TASK INSTRUCTIONS> Using the entries below, write out the line with "Target: porch roof", the line with "Task: point to every instance of the window pane.", and every line in between, exactly as each is written.

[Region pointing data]

◆ ◆ ◆ ◆ ◆ ◆ ◆

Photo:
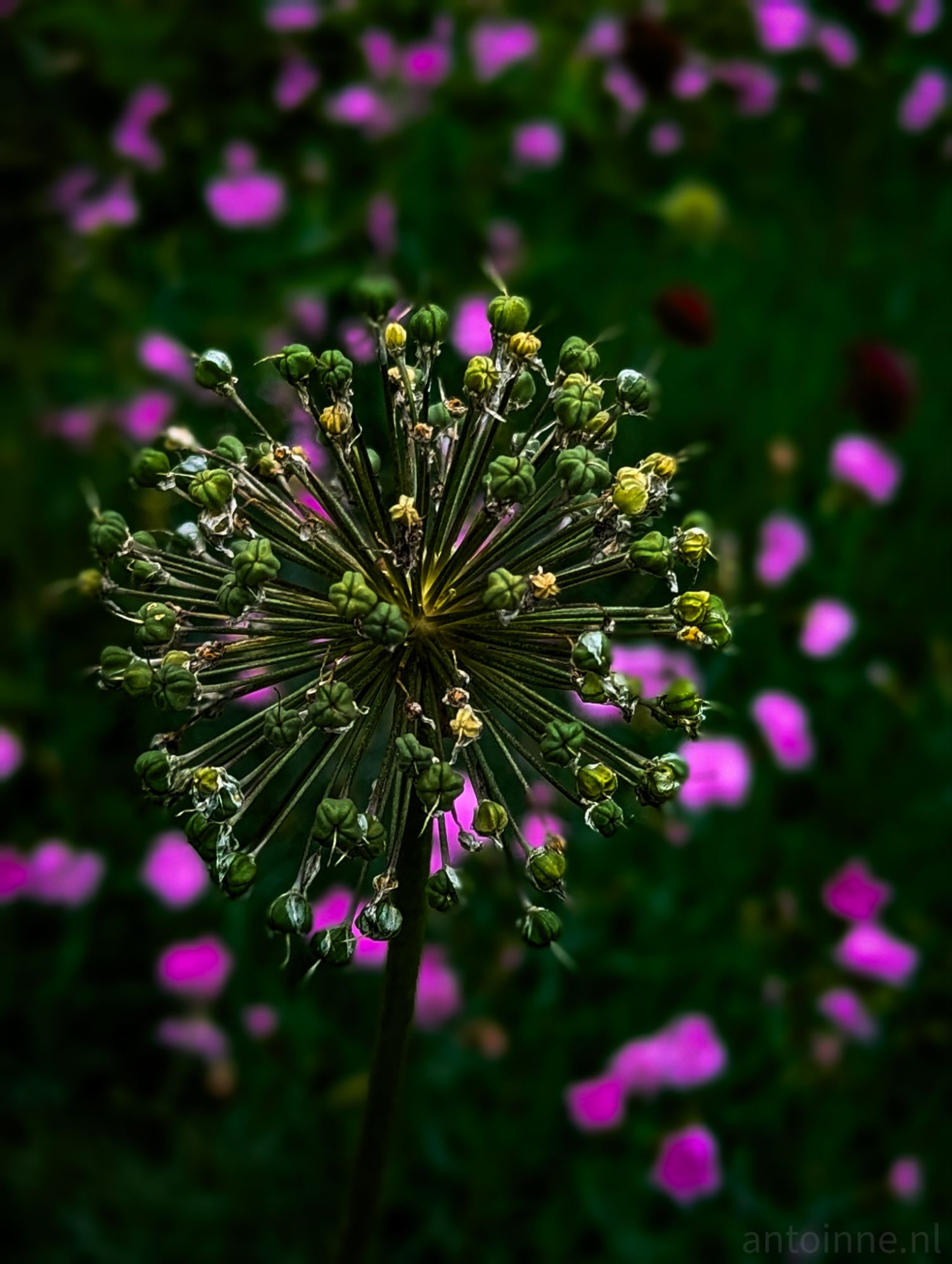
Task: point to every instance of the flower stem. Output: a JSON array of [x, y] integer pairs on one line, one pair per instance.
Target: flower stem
[[400, 980]]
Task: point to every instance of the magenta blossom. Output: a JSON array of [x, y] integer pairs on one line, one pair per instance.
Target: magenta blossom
[[596, 1105], [784, 725], [174, 872], [854, 893], [197, 969], [720, 774], [827, 626], [688, 1165], [869, 950], [868, 466], [784, 545], [245, 197]]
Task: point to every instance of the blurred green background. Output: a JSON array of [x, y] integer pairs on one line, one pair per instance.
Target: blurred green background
[[836, 231]]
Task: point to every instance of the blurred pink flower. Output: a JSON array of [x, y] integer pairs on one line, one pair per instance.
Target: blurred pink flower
[[538, 145], [784, 725], [827, 626], [869, 950], [854, 893], [174, 870], [131, 137], [596, 1105], [438, 992], [495, 46], [688, 1165], [471, 334], [245, 197], [865, 465], [720, 774], [784, 545], [198, 969], [844, 1008]]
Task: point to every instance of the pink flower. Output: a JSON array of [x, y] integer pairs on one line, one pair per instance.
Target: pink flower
[[245, 197], [438, 992], [197, 969], [688, 1166], [174, 872], [495, 46], [784, 545], [538, 145], [596, 1105], [868, 466], [784, 725], [61, 875], [827, 626], [720, 774], [869, 950], [854, 893], [471, 334], [844, 1008], [131, 137]]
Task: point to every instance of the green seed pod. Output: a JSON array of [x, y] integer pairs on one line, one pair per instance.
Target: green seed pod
[[491, 818], [594, 653], [444, 889], [281, 726], [509, 314], [332, 707], [241, 874], [652, 554], [150, 467], [413, 755], [174, 687], [562, 743], [606, 817], [596, 782], [108, 533], [504, 591], [213, 370], [511, 480], [291, 915], [386, 625], [159, 624], [577, 356], [539, 927], [255, 562], [439, 787], [212, 490], [352, 597], [429, 325], [582, 472], [481, 376], [334, 371], [374, 296]]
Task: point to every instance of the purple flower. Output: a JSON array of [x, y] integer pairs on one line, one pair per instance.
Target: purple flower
[[854, 893], [596, 1105], [688, 1165], [844, 1008], [61, 875], [784, 545], [495, 46], [538, 145], [827, 626], [174, 872], [131, 137], [243, 197], [868, 466], [198, 969], [784, 725], [869, 950], [720, 774]]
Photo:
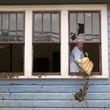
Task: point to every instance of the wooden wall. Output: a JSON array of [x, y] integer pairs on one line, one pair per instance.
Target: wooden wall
[[53, 94]]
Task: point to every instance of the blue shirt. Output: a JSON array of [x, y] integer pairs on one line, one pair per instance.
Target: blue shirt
[[76, 55]]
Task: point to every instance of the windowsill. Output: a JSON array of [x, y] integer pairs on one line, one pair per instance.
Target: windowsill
[[19, 76]]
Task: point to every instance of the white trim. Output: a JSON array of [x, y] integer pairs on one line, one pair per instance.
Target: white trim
[[28, 44], [64, 43], [64, 36]]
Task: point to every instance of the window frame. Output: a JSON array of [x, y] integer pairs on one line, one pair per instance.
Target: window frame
[[34, 42], [10, 43], [91, 42], [64, 9]]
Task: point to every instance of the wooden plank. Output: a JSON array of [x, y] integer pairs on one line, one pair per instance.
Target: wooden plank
[[54, 108], [54, 104], [52, 88], [51, 82], [51, 96]]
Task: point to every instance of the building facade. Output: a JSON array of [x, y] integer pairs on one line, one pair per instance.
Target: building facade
[[35, 47]]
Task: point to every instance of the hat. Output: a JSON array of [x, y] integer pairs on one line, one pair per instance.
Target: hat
[[79, 39]]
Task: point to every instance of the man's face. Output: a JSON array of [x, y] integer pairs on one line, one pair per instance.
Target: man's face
[[80, 45]]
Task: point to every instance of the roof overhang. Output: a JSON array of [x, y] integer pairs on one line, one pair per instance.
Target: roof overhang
[[45, 2]]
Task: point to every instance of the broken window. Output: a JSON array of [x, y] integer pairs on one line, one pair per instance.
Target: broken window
[[87, 25], [11, 43], [46, 43]]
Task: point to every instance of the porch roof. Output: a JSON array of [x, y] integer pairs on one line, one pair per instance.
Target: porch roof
[[45, 2]]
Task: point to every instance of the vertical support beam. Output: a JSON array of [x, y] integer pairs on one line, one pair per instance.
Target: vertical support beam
[[64, 43], [28, 44]]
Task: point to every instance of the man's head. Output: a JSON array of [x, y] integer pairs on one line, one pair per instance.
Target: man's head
[[80, 42]]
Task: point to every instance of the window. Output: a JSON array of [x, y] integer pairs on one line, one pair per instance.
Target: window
[[46, 43], [11, 43], [35, 41], [86, 24]]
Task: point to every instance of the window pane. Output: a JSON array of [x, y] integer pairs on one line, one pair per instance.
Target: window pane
[[96, 25], [55, 23], [38, 22], [46, 26], [55, 27], [80, 18], [12, 22], [88, 23], [11, 58], [20, 21], [46, 23], [73, 23], [12, 26], [5, 21], [46, 58]]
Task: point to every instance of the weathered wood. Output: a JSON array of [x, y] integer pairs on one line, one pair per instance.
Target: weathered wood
[[51, 96], [52, 88], [54, 108], [54, 103]]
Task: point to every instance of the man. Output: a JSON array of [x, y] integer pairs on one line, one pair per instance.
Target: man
[[76, 55]]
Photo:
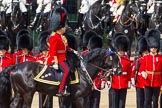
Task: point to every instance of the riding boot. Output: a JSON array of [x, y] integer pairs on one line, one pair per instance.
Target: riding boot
[[33, 25], [64, 92]]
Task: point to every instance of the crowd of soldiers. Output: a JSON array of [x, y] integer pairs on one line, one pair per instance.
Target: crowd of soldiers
[[145, 73]]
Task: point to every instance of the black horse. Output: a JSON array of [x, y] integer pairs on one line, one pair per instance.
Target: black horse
[[127, 23], [96, 19], [24, 86], [155, 21]]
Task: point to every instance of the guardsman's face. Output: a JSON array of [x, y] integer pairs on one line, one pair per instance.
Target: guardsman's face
[[25, 51], [2, 52], [145, 53], [153, 50]]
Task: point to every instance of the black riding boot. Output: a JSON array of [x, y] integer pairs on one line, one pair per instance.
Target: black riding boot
[[33, 25]]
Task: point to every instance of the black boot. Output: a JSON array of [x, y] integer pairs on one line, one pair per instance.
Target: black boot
[[64, 92], [34, 24]]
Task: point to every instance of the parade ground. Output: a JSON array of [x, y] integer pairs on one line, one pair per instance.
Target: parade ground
[[130, 101]]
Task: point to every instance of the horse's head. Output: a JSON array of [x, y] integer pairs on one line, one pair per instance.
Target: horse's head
[[130, 12], [157, 15], [100, 60]]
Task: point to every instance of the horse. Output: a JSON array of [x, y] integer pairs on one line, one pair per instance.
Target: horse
[[126, 24], [21, 79], [96, 19], [155, 21]]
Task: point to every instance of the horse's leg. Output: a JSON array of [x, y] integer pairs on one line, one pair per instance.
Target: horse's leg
[[17, 101], [80, 103], [28, 97], [64, 102]]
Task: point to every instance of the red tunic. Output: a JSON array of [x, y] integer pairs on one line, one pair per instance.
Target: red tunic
[[23, 58], [153, 66], [139, 79], [41, 59], [97, 79], [58, 48], [5, 61], [121, 81]]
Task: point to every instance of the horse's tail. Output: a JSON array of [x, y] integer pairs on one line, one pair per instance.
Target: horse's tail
[[5, 85]]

◆ ◆ ◆ ◆ ◆ ◆ ◆

OUTPUT>
Target: porch roof
[[45, 2]]
Task: point to every instance of the vertical support beam. Output: a JSON array of [x, y] integer pairs on one line, one pair per instance.
Target: vertical support beam
[[64, 43], [28, 44]]
Task: point to every instance of the man's head. Output: a JSON array of [x, y] integer pairs on one line, one pair per instance.
Target: man's head
[[80, 42]]
Task: point to every instance of the window. Output: a JSON array of [x, y] integer pairs on one line, one pair per instance.
Target: window
[[46, 43], [11, 43], [35, 41], [86, 24]]
Task: point to every instance of the window pane. Output: a JSON array of [x, y] integer pairs on one line, one pair per instance.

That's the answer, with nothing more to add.